Check out `./benchmark` for more details, but numbers should simulate the additional
time added users would experience during source based installs such as via `cargo install`.

## Divergence from `toml-span`

While `toml-spanner` started as a fork of `toml-span`, it has since undergone
extensive changes:

- 10x faster than `toml-span`, and 5-8x faster than `toml` across
  real-world workloads.
- Preserved index order: tables retain their insertion order by default,
  unlike `toml_span` and the default mode of `toml`.
- Compact `Value` type (on 64bit platforms):

  | Crate                 | Value/Item | TableEntry |
  | --------------------- | ---------- | ---------- |
  | **toml-spanner**      | 24 bytes   | 48 bytes   |
  | toml-span             | 48 bytes   | 88 bytes   |
  | toml                  | 32 bytes   | 56 bytes   |
  | toml (preserve_order) | 80 bytes   | 104 bytes  |

  Note that the `toml` crate `Value` type doesn't contain any span information
  and that `toml-span` doesn't support table entry order preservation.

EXERCISES TO COMPLETE:
1/ In the excerpt on toml-spanner, what size does the table give for the toml-spanner Value/Item type on 64-bit platforms?
2/ Count the lines of the records that contain the string "castle", with case counting, and give only the number.

DATASET CONTENT:

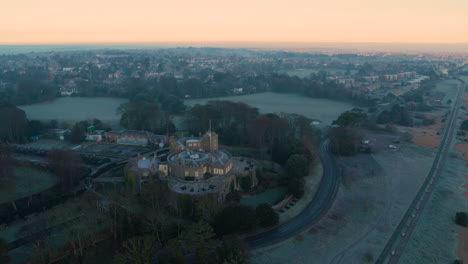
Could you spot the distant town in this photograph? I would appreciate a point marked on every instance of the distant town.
(217, 155)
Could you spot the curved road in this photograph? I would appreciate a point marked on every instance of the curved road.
(400, 237)
(318, 207)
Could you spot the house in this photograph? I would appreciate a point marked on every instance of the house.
(135, 137)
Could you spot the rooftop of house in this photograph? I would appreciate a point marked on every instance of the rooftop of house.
(192, 158)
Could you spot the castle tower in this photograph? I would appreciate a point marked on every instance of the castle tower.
(210, 142)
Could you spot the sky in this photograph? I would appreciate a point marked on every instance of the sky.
(153, 21)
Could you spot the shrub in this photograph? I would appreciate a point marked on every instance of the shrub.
(461, 218)
(266, 216)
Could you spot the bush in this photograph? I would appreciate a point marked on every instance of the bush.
(266, 216)
(235, 219)
(296, 187)
(246, 183)
(461, 218)
(297, 166)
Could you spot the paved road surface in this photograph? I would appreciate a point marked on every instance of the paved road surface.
(402, 234)
(314, 210)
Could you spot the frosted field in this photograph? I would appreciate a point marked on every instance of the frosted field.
(449, 88)
(370, 203)
(301, 73)
(27, 181)
(322, 109)
(76, 109)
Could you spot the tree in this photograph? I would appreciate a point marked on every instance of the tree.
(137, 250)
(66, 165)
(461, 218)
(246, 182)
(4, 258)
(266, 216)
(297, 166)
(296, 187)
(77, 134)
(344, 140)
(7, 175)
(236, 218)
(198, 239)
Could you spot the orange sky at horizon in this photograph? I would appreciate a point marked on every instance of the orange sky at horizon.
(140, 21)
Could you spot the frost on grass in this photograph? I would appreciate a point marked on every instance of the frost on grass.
(433, 239)
(374, 196)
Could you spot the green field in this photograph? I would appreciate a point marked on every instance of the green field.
(301, 73)
(49, 144)
(76, 109)
(448, 88)
(321, 109)
(27, 181)
(271, 197)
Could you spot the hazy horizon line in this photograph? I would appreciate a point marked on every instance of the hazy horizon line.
(234, 41)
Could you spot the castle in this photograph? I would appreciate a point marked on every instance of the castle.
(194, 166)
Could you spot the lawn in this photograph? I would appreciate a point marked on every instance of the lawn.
(76, 109)
(271, 197)
(27, 181)
(48, 144)
(321, 109)
(448, 88)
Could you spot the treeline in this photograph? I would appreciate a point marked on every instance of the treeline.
(242, 125)
(30, 91)
(216, 84)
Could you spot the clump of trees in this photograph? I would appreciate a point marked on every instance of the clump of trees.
(266, 216)
(4, 247)
(239, 124)
(464, 125)
(345, 139)
(237, 219)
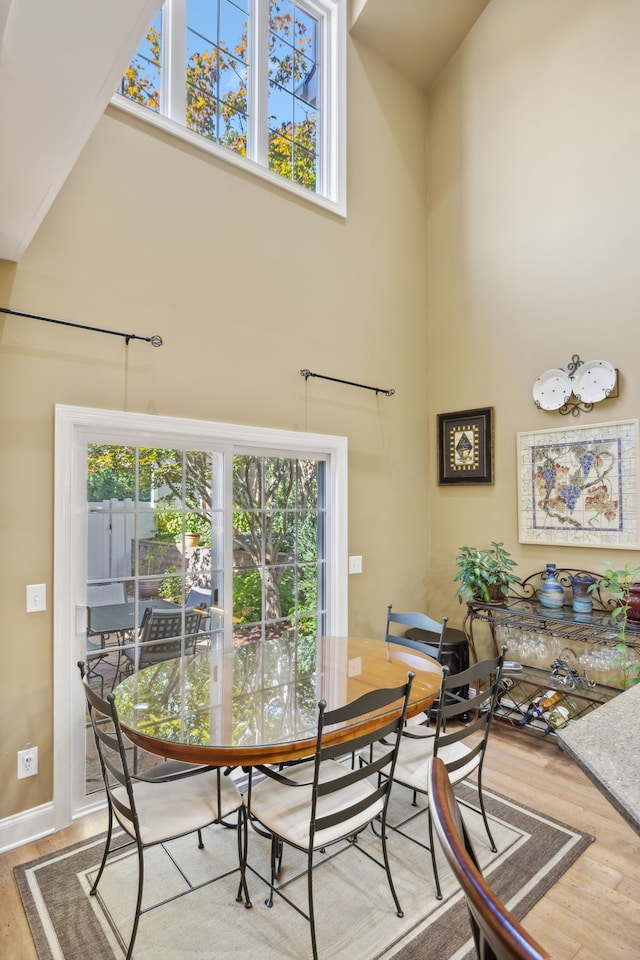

RESPONSES TO THE TASKS:
1/ 24 bytes

2/ 2